*** Excerpt provided

SECRETARY BLINKEN:  We’ve issued about 5,000, all told.  But here’s the rub, and I acknowledge this:  There is a difference between moving expeditiously to get this program off the ground, off the dead stall that it was in, and get it moving – by the way, we cut processing time in half during this period – and that’s exactly what we were doing.  But – and we also instituted Operation Allies Refuge to make sure that we could lift people out, which was not part of the program to begin with.

But there’s a difference between that and a full-on evacuation.  And because we believed that the government was not about – was not going to collapse, the military was not about to fade away when it did, we believed that we could do this with – in a very expedited way, more resources, more effort, more people out, but that we would have time to do it effectively.

QUESTION:  And that brings us to my final question, which is the failure of both intelligence and planning.  I want to play for you comments that President Biden made this week and that he made in July.  Take a look, sir.

PRESIDENT BIDEN:  “The idea that somehow there’s a way to have gotten out without chaos ensuing, I don’t know how that happens.”

PRESIDENT BIDEN:  “The likelihood there’s going to be the Taliban overrunning everything and owning the whole country is highly unlikely.”

QUESTION:  How does chaos go from highly unlikely to inevitable in just six weeks?  And frankly, sir, what does that say about the competence of the President and all of you on his national security team?

SECRETARY BLINKEN:  Chris, there’s going to be plenty of time to look back, to figure out who was saying what when, what should have happened differently, plenty of time for that.  I’ve got to tell you, right now I am focused on one thing and one thing only, and that’s the mission to get people out of Afghanistan – to get our people out, to get our partners out, to do it as fast as we can, to do it as effectively as we can, to do it as safely as we can.

******
*** Dataset excerpts

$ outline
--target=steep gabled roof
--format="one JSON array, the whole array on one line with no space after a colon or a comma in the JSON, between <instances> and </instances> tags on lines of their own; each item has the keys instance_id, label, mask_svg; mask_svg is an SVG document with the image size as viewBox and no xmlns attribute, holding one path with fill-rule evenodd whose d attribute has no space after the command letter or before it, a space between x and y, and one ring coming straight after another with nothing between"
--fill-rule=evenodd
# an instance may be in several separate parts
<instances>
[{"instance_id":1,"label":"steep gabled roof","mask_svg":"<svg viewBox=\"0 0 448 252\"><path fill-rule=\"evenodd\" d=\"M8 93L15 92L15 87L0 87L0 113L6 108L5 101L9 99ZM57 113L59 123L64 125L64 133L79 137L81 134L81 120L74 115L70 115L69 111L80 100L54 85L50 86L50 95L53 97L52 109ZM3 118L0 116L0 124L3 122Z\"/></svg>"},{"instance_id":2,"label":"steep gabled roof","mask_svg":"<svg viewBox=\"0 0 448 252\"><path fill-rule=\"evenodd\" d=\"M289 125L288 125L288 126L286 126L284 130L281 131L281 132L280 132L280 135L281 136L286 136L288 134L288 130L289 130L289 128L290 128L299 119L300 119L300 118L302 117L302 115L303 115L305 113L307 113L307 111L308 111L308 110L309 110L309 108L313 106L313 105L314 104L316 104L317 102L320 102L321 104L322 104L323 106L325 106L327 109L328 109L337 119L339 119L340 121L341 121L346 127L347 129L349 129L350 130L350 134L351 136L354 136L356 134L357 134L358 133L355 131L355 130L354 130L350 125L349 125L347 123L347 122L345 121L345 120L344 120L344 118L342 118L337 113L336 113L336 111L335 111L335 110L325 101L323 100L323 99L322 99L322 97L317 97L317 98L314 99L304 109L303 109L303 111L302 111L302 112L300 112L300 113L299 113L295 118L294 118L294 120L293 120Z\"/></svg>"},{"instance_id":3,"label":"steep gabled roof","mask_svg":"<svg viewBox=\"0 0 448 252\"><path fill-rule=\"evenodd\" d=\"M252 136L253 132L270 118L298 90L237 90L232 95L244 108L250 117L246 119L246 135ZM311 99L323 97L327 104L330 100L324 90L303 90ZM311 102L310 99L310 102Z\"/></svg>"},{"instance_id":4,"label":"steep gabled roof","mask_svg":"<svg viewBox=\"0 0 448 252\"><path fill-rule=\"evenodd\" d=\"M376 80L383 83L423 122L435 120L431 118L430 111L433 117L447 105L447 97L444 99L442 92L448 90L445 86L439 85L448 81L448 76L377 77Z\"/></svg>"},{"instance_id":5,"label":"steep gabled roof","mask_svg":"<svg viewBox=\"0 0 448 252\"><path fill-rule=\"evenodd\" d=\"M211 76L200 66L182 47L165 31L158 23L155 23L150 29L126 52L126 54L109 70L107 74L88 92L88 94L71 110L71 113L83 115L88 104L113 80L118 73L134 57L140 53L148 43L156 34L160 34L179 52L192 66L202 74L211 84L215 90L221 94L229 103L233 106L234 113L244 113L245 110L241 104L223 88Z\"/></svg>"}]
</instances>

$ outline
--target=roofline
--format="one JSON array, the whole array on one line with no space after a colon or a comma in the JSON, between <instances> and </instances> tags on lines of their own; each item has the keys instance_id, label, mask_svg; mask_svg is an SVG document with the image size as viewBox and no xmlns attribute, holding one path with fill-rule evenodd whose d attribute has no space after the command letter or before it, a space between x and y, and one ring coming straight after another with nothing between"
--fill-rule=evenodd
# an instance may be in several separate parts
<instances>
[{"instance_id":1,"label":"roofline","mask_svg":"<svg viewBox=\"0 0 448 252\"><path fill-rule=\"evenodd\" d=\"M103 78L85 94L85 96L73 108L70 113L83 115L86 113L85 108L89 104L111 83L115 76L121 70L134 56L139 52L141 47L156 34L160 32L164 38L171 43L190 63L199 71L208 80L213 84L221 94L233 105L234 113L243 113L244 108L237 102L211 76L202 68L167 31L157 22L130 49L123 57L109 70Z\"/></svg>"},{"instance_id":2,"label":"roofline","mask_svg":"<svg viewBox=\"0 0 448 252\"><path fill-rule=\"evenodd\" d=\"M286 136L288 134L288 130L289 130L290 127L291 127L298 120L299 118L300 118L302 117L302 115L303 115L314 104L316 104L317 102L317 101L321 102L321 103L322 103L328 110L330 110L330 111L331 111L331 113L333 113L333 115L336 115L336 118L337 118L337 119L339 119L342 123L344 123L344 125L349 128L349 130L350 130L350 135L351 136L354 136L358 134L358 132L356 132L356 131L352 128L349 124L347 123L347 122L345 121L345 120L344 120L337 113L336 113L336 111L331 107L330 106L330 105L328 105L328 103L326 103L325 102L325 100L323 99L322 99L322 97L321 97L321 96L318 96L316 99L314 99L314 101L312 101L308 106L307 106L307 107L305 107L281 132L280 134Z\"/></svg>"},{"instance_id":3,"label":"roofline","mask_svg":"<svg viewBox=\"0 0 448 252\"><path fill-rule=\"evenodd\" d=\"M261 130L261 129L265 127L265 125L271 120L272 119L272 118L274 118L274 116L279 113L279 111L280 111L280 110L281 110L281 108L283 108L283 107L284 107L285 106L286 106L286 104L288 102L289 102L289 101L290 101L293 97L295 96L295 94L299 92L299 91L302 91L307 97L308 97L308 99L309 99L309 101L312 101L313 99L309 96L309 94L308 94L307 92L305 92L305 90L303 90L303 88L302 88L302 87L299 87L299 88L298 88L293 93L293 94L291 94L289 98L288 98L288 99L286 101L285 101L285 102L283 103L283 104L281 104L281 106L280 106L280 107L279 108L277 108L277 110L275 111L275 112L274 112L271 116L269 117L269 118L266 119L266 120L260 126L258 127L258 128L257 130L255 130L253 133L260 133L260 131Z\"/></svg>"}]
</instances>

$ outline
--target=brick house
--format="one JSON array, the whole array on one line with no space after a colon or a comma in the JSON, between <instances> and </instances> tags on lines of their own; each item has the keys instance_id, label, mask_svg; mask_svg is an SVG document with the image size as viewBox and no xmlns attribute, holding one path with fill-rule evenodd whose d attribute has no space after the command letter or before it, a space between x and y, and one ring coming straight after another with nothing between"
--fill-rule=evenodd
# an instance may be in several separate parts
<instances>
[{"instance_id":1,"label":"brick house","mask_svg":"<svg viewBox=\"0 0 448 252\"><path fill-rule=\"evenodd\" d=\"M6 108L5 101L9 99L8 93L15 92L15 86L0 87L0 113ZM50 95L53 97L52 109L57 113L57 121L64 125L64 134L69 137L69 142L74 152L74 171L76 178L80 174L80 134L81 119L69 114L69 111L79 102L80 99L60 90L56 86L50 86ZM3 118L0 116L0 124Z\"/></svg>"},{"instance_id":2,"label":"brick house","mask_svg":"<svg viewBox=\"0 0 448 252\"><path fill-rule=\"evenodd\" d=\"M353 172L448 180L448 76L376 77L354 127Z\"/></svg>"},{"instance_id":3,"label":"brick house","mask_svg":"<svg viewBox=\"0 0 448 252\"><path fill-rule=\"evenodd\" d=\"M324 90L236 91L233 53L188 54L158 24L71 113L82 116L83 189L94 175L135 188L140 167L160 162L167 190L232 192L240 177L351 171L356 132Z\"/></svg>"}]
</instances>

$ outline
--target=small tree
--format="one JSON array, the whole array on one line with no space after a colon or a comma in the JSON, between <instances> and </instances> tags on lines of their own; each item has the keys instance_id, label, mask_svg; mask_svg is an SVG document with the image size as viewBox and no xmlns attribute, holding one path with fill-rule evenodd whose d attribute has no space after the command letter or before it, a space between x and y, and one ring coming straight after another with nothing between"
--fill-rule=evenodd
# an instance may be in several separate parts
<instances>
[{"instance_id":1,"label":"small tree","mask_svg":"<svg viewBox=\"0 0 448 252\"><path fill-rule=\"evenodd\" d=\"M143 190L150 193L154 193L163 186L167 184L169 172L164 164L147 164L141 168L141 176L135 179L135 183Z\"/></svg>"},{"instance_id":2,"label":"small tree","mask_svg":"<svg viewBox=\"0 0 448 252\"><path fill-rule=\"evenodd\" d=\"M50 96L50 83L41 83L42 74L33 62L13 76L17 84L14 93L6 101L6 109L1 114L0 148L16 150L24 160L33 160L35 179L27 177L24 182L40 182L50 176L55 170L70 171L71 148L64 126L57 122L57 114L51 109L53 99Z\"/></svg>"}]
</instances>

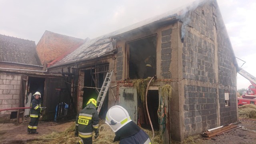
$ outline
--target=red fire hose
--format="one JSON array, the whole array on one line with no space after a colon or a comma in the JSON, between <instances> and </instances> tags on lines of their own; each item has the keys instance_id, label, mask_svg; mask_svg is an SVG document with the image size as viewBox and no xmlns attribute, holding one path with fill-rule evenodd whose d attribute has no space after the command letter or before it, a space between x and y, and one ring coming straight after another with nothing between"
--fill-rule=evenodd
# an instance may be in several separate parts
<instances>
[{"instance_id":1,"label":"red fire hose","mask_svg":"<svg viewBox=\"0 0 256 144\"><path fill-rule=\"evenodd\" d=\"M6 108L4 109L0 109L0 112L4 111L4 110L18 110L18 109L26 109L26 108L31 108L31 107L13 108Z\"/></svg>"}]
</instances>

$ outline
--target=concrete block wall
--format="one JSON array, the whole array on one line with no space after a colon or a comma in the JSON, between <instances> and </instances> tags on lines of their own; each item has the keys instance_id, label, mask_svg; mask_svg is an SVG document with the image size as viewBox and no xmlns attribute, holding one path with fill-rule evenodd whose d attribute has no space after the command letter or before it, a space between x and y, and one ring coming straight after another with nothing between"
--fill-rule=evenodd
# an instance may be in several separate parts
<instances>
[{"instance_id":1,"label":"concrete block wall","mask_svg":"<svg viewBox=\"0 0 256 144\"><path fill-rule=\"evenodd\" d=\"M185 137L217 127L216 88L185 85L184 89Z\"/></svg>"},{"instance_id":2,"label":"concrete block wall","mask_svg":"<svg viewBox=\"0 0 256 144\"><path fill-rule=\"evenodd\" d=\"M215 2L200 6L183 20L186 22L183 28L184 80L207 86L184 86L185 137L237 120L235 59ZM225 92L229 93L228 106Z\"/></svg>"},{"instance_id":3,"label":"concrete block wall","mask_svg":"<svg viewBox=\"0 0 256 144\"><path fill-rule=\"evenodd\" d=\"M0 109L19 107L21 76L13 74L0 72ZM17 110L1 111L0 117L10 118L11 112Z\"/></svg>"},{"instance_id":4,"label":"concrete block wall","mask_svg":"<svg viewBox=\"0 0 256 144\"><path fill-rule=\"evenodd\" d=\"M218 90L220 100L220 125L231 124L237 120L237 101L236 90L235 89L225 89L221 88ZM225 105L225 92L229 93L229 106Z\"/></svg>"},{"instance_id":5,"label":"concrete block wall","mask_svg":"<svg viewBox=\"0 0 256 144\"><path fill-rule=\"evenodd\" d=\"M170 66L172 58L171 36L172 29L162 31L161 46L161 74L164 78L172 78Z\"/></svg>"}]
</instances>

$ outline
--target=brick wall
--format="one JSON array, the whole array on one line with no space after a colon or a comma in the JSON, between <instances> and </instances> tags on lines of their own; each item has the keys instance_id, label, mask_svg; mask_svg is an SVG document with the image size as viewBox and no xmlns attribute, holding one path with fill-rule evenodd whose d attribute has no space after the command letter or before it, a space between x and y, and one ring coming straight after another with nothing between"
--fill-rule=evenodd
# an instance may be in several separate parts
<instances>
[{"instance_id":1,"label":"brick wall","mask_svg":"<svg viewBox=\"0 0 256 144\"><path fill-rule=\"evenodd\" d=\"M84 72L79 71L78 78L78 92L77 96L77 112L79 112L83 107L83 98L84 96Z\"/></svg>"},{"instance_id":2,"label":"brick wall","mask_svg":"<svg viewBox=\"0 0 256 144\"><path fill-rule=\"evenodd\" d=\"M161 46L161 74L164 78L172 78L170 71L170 65L172 58L171 48L171 34L172 29L162 32L162 44Z\"/></svg>"},{"instance_id":3,"label":"brick wall","mask_svg":"<svg viewBox=\"0 0 256 144\"><path fill-rule=\"evenodd\" d=\"M20 75L0 73L0 109L19 107L20 79ZM17 110L2 111L0 117L10 115L11 111Z\"/></svg>"},{"instance_id":4,"label":"brick wall","mask_svg":"<svg viewBox=\"0 0 256 144\"><path fill-rule=\"evenodd\" d=\"M36 45L42 64L44 65L61 56L83 40L46 31Z\"/></svg>"}]
</instances>

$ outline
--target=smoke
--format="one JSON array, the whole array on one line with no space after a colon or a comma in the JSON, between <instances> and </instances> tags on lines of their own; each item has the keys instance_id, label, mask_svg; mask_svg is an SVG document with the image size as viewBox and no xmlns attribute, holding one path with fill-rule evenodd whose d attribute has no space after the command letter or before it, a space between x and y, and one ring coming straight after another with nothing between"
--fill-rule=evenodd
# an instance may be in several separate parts
<instances>
[{"instance_id":1,"label":"smoke","mask_svg":"<svg viewBox=\"0 0 256 144\"><path fill-rule=\"evenodd\" d=\"M189 15L190 12L196 8L200 4L204 1L203 0L195 1L192 4L190 4L187 5L187 6L189 6L183 7L182 10L177 13L178 15L177 18L179 19L182 23L181 27L181 40L182 42L183 42L184 38L186 35L186 26L190 25L190 24L191 20L191 16Z\"/></svg>"}]
</instances>

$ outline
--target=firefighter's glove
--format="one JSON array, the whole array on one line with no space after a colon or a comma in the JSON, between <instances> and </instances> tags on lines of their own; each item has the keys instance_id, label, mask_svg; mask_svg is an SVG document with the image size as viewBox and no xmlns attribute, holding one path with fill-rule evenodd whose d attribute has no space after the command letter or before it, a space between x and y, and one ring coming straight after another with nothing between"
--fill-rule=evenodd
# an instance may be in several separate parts
<instances>
[{"instance_id":1,"label":"firefighter's glove","mask_svg":"<svg viewBox=\"0 0 256 144\"><path fill-rule=\"evenodd\" d=\"M98 137L99 136L99 129L97 128L95 130L94 130L94 131L95 132L95 136L94 136L94 138L98 138Z\"/></svg>"},{"instance_id":2,"label":"firefighter's glove","mask_svg":"<svg viewBox=\"0 0 256 144\"><path fill-rule=\"evenodd\" d=\"M75 132L75 137L78 136L78 132Z\"/></svg>"}]
</instances>

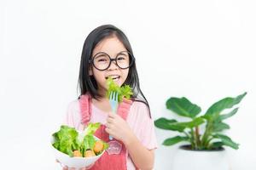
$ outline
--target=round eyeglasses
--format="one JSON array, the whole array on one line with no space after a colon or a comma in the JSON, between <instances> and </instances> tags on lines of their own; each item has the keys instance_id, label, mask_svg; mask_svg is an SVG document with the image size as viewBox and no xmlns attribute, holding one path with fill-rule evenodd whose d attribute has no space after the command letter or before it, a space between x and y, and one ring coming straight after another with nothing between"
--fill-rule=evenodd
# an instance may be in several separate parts
<instances>
[{"instance_id":1,"label":"round eyeglasses","mask_svg":"<svg viewBox=\"0 0 256 170\"><path fill-rule=\"evenodd\" d=\"M92 60L89 60L89 63L92 64L93 66L99 71L105 71L109 68L112 61L115 61L120 69L127 69L133 65L134 60L134 57L128 51L119 52L114 59L111 59L111 57L104 52L100 52L95 54Z\"/></svg>"}]
</instances>

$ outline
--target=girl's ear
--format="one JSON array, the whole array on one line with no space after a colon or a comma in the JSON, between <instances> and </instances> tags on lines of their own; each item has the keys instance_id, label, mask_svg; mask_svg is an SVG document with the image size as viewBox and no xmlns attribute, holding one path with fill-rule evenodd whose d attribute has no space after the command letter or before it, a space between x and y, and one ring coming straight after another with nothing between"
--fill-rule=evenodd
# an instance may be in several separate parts
<instances>
[{"instance_id":1,"label":"girl's ear","mask_svg":"<svg viewBox=\"0 0 256 170\"><path fill-rule=\"evenodd\" d=\"M92 74L92 69L91 69L91 67L90 67L89 68L89 76L92 76L93 74Z\"/></svg>"}]
</instances>

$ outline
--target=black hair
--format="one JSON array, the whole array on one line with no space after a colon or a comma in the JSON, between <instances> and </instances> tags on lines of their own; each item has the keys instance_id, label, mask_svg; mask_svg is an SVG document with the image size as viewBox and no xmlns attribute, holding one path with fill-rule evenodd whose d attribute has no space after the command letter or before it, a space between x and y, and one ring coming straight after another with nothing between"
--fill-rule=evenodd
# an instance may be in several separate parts
<instances>
[{"instance_id":1,"label":"black hair","mask_svg":"<svg viewBox=\"0 0 256 170\"><path fill-rule=\"evenodd\" d=\"M102 97L101 94L97 93L98 88L94 76L90 76L89 74L90 66L91 66L90 65L89 61L91 59L95 47L103 39L114 36L123 43L126 50L134 56L129 40L121 30L113 25L103 25L94 29L88 35L84 42L79 76L79 87L80 91L79 97L87 93L89 93L92 98L96 99ZM127 78L123 85L125 84L129 85L132 88L132 99L134 101L140 101L146 104L149 109L148 100L140 88L139 78L135 62L129 69Z\"/></svg>"}]
</instances>

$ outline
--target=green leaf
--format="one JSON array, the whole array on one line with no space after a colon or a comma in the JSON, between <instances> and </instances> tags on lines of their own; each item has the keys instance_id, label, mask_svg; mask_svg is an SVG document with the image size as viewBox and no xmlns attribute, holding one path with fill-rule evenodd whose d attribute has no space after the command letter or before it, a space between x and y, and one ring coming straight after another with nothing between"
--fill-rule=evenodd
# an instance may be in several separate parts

******

### Task list
**a)** Do these statements agree with the interview transcript? Answer yes or no for each, and quote the deciding words. (i) Blinken says processing time was cut in half during this period. (ii) Operation Allies Refuge was part of the program from the start. (iii) Blinken says he is now focused on working out what should have happened differently.
**b)** From the interview transcript, extract the passage starting at "But there’s a" and ending at "do it effectively.".

### Full answers
**a)**
(i) Yes: "we cut processing time in half during this period"
(ii) No: "which was not part of the program to begin with"
(iii) No: "right now I am focused on one thing and one thing only, and that’s the mission to get people out of Afghanistan"

**b)**
But there’s a difference between that and a full-on evacuation.  And because we believed that the government was not about – was not going to collapse, the military was not about to fade away when it did, we believed that we could do this with – in a very expedited way, more resources, more effort, more people out, but that we would have time to do it effectively.